Required action = What follows is a set of records; repeat them exactly, without the pictures.

[Stored records]
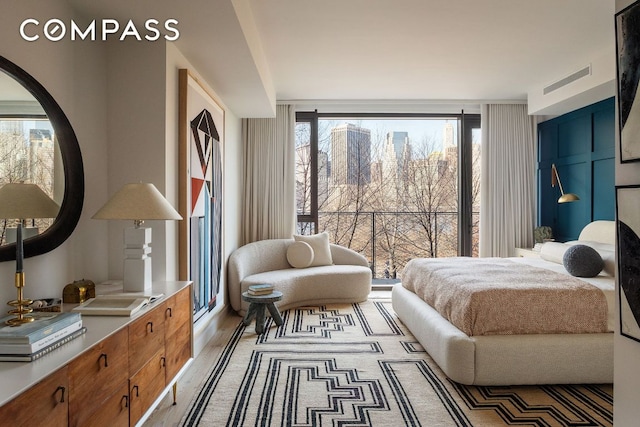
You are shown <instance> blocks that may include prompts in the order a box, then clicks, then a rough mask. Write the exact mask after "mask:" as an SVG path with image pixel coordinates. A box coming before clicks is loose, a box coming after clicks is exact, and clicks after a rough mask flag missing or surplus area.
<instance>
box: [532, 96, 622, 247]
mask: <svg viewBox="0 0 640 427" xmlns="http://www.w3.org/2000/svg"><path fill="white" fill-rule="evenodd" d="M552 164H555V165H556V168H557V169H558V174H559V175H560V180H561V182H562V186H563V189H564V191H565V193H575V194H577V195H578V196H579V197H580V200H578V201H576V202H571V203H563V204H559V203H558V202H557V200H558V198H559V197H560V194H561V193H560V189H559V188H558V187H555V188H553V187H551V165H552ZM598 219H608V220H613V219H615V104H614V98H609V99H606V100H604V101H601V102H598V103H596V104H593V105H590V106H588V107H584V108H581V109H579V110H576V111H573V112H571V113H567V114H564V115H562V116H560V117H556V118H554V119H552V120H547V121H545V122H542V123H540V124H539V125H538V225H548V226H551V228H552V229H553V233H554V238H555V239H556V240H558V241H567V240H576V239H577V238H578V235H579V234H580V231H581V230H582V228H583V227H584V226H585V225H587V224H588V223H589V222H591V221H594V220H598Z"/></svg>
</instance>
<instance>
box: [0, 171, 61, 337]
mask: <svg viewBox="0 0 640 427" xmlns="http://www.w3.org/2000/svg"><path fill="white" fill-rule="evenodd" d="M59 211H60V206H58V204H57V203H56V202H54V201H53V200H52V199H51V198H50V197H49V196H47V194H46V193H45V192H44V191H42V189H41V188H40V187H38V186H37V185H36V184H24V183H20V184H18V183H10V184H5V185H4V186H3V187H2V188H0V218H10V219H18V220H19V221H18V227H17V229H16V240H15V241H16V276H15V285H16V289H17V293H18V298H17V299H15V300H13V301H9V302H8V304H9V305H10V306H12V307H15V308H14V309H13V310H10V311H9V314H13V315H15V317H12V318H10V319H9V320H7V321H6V324H7V325H11V326H19V325H21V324H23V323H29V322H32V321H33V317H31V316H28V314H29V313H31V312H32V311H33V309H31V308H29V307H28V306H29V305H30V304H31V303H32V302H33V301H31V300H28V299H24V285H25V281H24V267H23V263H24V250H23V245H22V241H23V222H24V221H25V220H27V219H32V218H55V217H56V216H57V215H58V212H59Z"/></svg>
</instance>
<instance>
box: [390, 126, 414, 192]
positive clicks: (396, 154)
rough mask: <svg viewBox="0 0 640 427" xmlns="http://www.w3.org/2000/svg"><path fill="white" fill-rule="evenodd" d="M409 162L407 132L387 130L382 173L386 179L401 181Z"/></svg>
mask: <svg viewBox="0 0 640 427" xmlns="http://www.w3.org/2000/svg"><path fill="white" fill-rule="evenodd" d="M410 162H411V144H410V143H409V134H408V133H407V132H389V133H387V140H386V144H385V149H384V158H383V173H384V174H385V178H386V179H391V180H393V181H394V182H395V181H403V180H405V179H406V178H407V173H408V168H409V163H410Z"/></svg>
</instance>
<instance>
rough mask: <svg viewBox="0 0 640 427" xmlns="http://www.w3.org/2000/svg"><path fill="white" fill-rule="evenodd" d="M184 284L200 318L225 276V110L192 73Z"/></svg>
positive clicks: (186, 217)
mask: <svg viewBox="0 0 640 427" xmlns="http://www.w3.org/2000/svg"><path fill="white" fill-rule="evenodd" d="M179 86H180V88H179V92H180V105H179V142H180V166H179V174H180V204H179V211H180V213H181V214H182V216H183V217H184V218H185V219H186V220H185V221H183V222H182V223H181V224H180V242H179V246H180V265H179V277H180V280H192V281H193V283H194V285H193V289H194V306H195V307H194V310H195V319H197V318H198V317H199V316H201V315H202V314H204V313H206V312H207V311H208V310H211V309H212V308H213V307H214V306H215V304H216V295H217V294H218V290H219V289H220V277H221V272H222V256H223V255H222V188H223V187H222V179H223V178H222V177H223V170H222V149H223V146H224V110H223V109H222V107H221V106H220V105H219V104H218V103H217V102H216V101H215V99H214V98H213V97H212V96H211V95H210V94H209V93H208V92H207V91H206V89H205V88H204V87H203V86H202V85H201V84H200V83H199V82H198V81H197V80H196V79H195V78H194V77H193V76H192V75H191V74H190V73H189V71H188V70H185V69H182V70H180V72H179Z"/></svg>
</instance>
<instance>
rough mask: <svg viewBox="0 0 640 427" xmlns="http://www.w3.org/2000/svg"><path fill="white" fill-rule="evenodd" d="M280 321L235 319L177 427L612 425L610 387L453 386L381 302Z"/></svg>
mask: <svg viewBox="0 0 640 427" xmlns="http://www.w3.org/2000/svg"><path fill="white" fill-rule="evenodd" d="M282 318H283V324H282V326H280V327H278V326H276V325H275V323H274V322H273V321H272V319H271V318H270V317H267V322H266V324H265V333H264V334H262V335H260V336H258V335H256V334H255V331H254V324H251V325H249V326H247V327H245V326H243V325H242V322H241V321H239V325H238V327H237V328H236V329H235V331H234V334H233V336H232V337H231V338H230V340H229V342H228V343H227V344H226V346H225V348H224V350H223V351H222V352H221V354H220V356H219V358H218V360H217V361H215V362H213V361H212V363H213V365H212V368H211V370H210V371H209V372H208V373H206V375H207V377H206V381H205V382H204V385H203V387H202V389H201V390H200V391H199V392H198V393H196V395H195V397H194V398H193V401H192V402H191V403H190V405H189V409H188V410H187V412H186V413H185V415H184V417H183V419H182V421H181V425H183V426H223V425H227V426H382V427H386V426H429V427H431V426H491V427H493V426H500V425H517V426H611V425H613V387H612V385H553V386H515V387H504V386H464V385H461V384H458V383H455V382H453V381H451V380H449V379H448V378H447V377H446V376H445V375H444V374H443V373H442V372H441V371H440V369H439V368H438V366H437V365H436V363H435V362H434V361H433V360H432V359H431V358H430V357H429V355H428V354H427V353H426V352H425V351H424V349H423V348H422V346H420V344H419V343H418V342H417V341H416V339H415V338H414V337H413V336H412V335H411V333H410V332H409V331H408V330H407V329H406V328H405V327H404V325H403V324H402V323H401V322H400V321H399V320H398V318H397V317H396V315H395V313H394V312H393V309H392V308H391V300H390V299H387V298H384V299H370V300H368V301H366V302H364V303H359V304H334V305H324V306H316V307H299V308H296V309H291V310H288V311H285V312H283V313H282ZM239 319H240V318H239ZM203 374H205V373H203Z"/></svg>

Written response =
You are shown <instance> blocks that may include prompts in the order a box, then clicks, then a rough mask. Write the exact mask after "mask:" as an SVG path with image pixel coordinates. A box coming before clicks is loose, a box coming after clicks is exact, and clicks after a rough mask flag missing or surplus area.
<instance>
box: [532, 96, 622, 247]
mask: <svg viewBox="0 0 640 427" xmlns="http://www.w3.org/2000/svg"><path fill="white" fill-rule="evenodd" d="M552 164H555V165H556V168H557V169H558V174H559V175H560V180H561V182H562V186H563V189H564V191H565V193H575V194H577V195H578V196H579V197H580V200H578V201H576V202H571V203H563V204H559V203H558V202H557V200H558V198H559V197H560V194H561V193H560V189H559V188H558V187H555V188H553V187H551V165H552ZM598 219H608V220H613V219H615V104H614V98H609V99H606V100H604V101H601V102H598V103H596V104H593V105H590V106H588V107H584V108H581V109H579V110H576V111H573V112H571V113H567V114H564V115H562V116H560V117H556V118H554V119H552V120H547V121H545V122H542V123H540V124H539V125H538V225H548V226H551V228H552V229H553V233H554V238H555V239H556V240H558V241H567V240H576V239H577V238H578V235H579V234H580V231H581V230H582V228H583V227H584V226H585V225H587V224H588V223H589V222H591V221H594V220H598Z"/></svg>
</instance>
<instance>
box: [0, 171, 61, 337]
mask: <svg viewBox="0 0 640 427" xmlns="http://www.w3.org/2000/svg"><path fill="white" fill-rule="evenodd" d="M59 211H60V206H58V204H57V203H56V202H54V201H53V200H52V199H51V198H50V197H49V196H47V194H46V193H45V192H44V191H42V189H41V188H40V187H38V186H37V185H36V184H24V183H20V184H18V183H10V184H5V185H4V186H3V187H2V188H0V218H10V219H18V220H19V221H18V227H17V229H16V240H15V241H16V276H15V285H16V289H17V293H18V298H17V299H15V300H13V301H9V302H8V304H9V305H10V306H12V307H15V308H14V309H13V310H10V311H9V314H13V315H15V317H12V318H10V319H9V320H7V321H6V324H7V325H11V326H19V325H21V324H23V323H29V322H32V321H33V317H31V316H28V314H29V313H31V312H32V311H33V309H31V308H29V307H28V306H29V305H30V304H31V303H32V302H33V301H31V300H28V299H24V285H25V281H24V267H23V263H24V250H23V245H22V241H23V222H24V221H25V220H27V219H32V218H55V217H56V216H57V215H58V212H59Z"/></svg>
</instance>
<instance>
box: [390, 126, 414, 192]
positive clicks: (396, 154)
rough mask: <svg viewBox="0 0 640 427" xmlns="http://www.w3.org/2000/svg"><path fill="white" fill-rule="evenodd" d="M409 162L407 132L387 130L382 173L386 179L401 181Z"/></svg>
mask: <svg viewBox="0 0 640 427" xmlns="http://www.w3.org/2000/svg"><path fill="white" fill-rule="evenodd" d="M410 162H411V144H410V143H409V134H408V133H407V132H389V133H387V140H386V144H385V149H384V158H383V173H384V174H385V178H386V179H391V180H393V181H394V182H395V181H403V180H405V179H406V178H407V173H408V168H409V163H410Z"/></svg>
</instance>
<instance>
rough mask: <svg viewBox="0 0 640 427" xmlns="http://www.w3.org/2000/svg"><path fill="white" fill-rule="evenodd" d="M184 284L200 318L225 276V110L192 73Z"/></svg>
positive clicks: (186, 217)
mask: <svg viewBox="0 0 640 427" xmlns="http://www.w3.org/2000/svg"><path fill="white" fill-rule="evenodd" d="M179 86H180V88H179V92H180V105H179V142H180V166H179V174H180V204H179V211H180V213H181V214H182V216H183V217H184V218H185V219H186V220H185V221H183V222H182V223H181V224H180V242H179V246H180V265H179V277H180V280H192V281H193V283H194V285H193V289H194V306H195V307H194V310H195V319H197V318H198V317H199V316H201V315H202V314H204V313H206V312H207V311H208V310H211V309H212V308H213V307H214V306H215V304H216V295H217V294H218V290H219V289H220V277H221V272H222V256H223V255H222V188H223V187H222V179H223V178H222V177H223V170H222V149H223V146H224V110H223V109H222V107H221V106H220V105H219V104H218V103H217V102H216V101H215V99H214V98H213V97H212V96H211V95H210V94H209V93H208V92H207V91H206V89H205V88H204V87H203V86H202V85H201V84H200V83H199V82H198V81H197V80H196V79H195V78H194V77H193V76H192V75H191V74H190V73H189V71H188V70H185V69H182V70H180V72H179Z"/></svg>
</instance>
<instance>
rough mask: <svg viewBox="0 0 640 427" xmlns="http://www.w3.org/2000/svg"><path fill="white" fill-rule="evenodd" d="M280 321L235 319L177 427L612 425L610 387L453 386L381 302Z"/></svg>
mask: <svg viewBox="0 0 640 427" xmlns="http://www.w3.org/2000/svg"><path fill="white" fill-rule="evenodd" d="M282 318H283V324H282V326H280V327H278V326H276V325H275V323H274V322H273V321H272V319H271V318H270V317H267V322H266V324H265V333H264V334H262V335H260V336H258V335H256V334H255V331H254V324H251V325H249V326H247V327H245V326H243V325H242V322H241V321H239V325H238V327H237V328H236V329H235V331H234V334H233V336H232V337H231V338H230V340H229V342H228V343H227V344H226V346H225V348H224V350H223V351H222V352H221V354H220V356H219V358H218V360H217V361H215V362H213V361H212V363H213V365H212V368H211V370H210V371H209V372H208V373H206V375H207V377H206V381H205V382H204V385H203V387H202V389H201V390H200V391H199V392H198V393H196V395H195V397H194V398H193V401H192V402H191V403H190V405H189V409H188V410H187V412H186V413H185V415H184V417H183V419H182V421H181V425H183V426H223V425H227V426H382V427H386V426H429V427H431V426H491V427H493V426H500V425H517V426H611V425H613V387H612V385H553V386H515V387H504V386H464V385H461V384H458V383H455V382H453V381H451V380H449V379H448V378H447V377H446V376H445V375H444V374H443V373H442V372H441V371H440V369H439V368H438V366H437V365H436V363H435V362H434V361H433V360H432V359H431V358H430V357H429V355H428V354H427V353H426V352H425V351H424V349H423V348H422V346H420V344H419V343H418V342H417V341H416V339H415V338H414V337H413V336H412V335H411V333H410V332H409V331H408V330H407V329H406V328H405V327H404V325H403V324H402V323H401V322H400V321H399V320H398V318H397V317H396V315H395V313H394V312H393V309H392V308H391V300H390V299H387V298H384V299H370V300H368V301H366V302H364V303H359V304H334V305H324V306H316V307H299V308H296V309H291V310H288V311H285V312H283V313H282ZM239 319H240V318H239ZM203 374H205V373H203Z"/></svg>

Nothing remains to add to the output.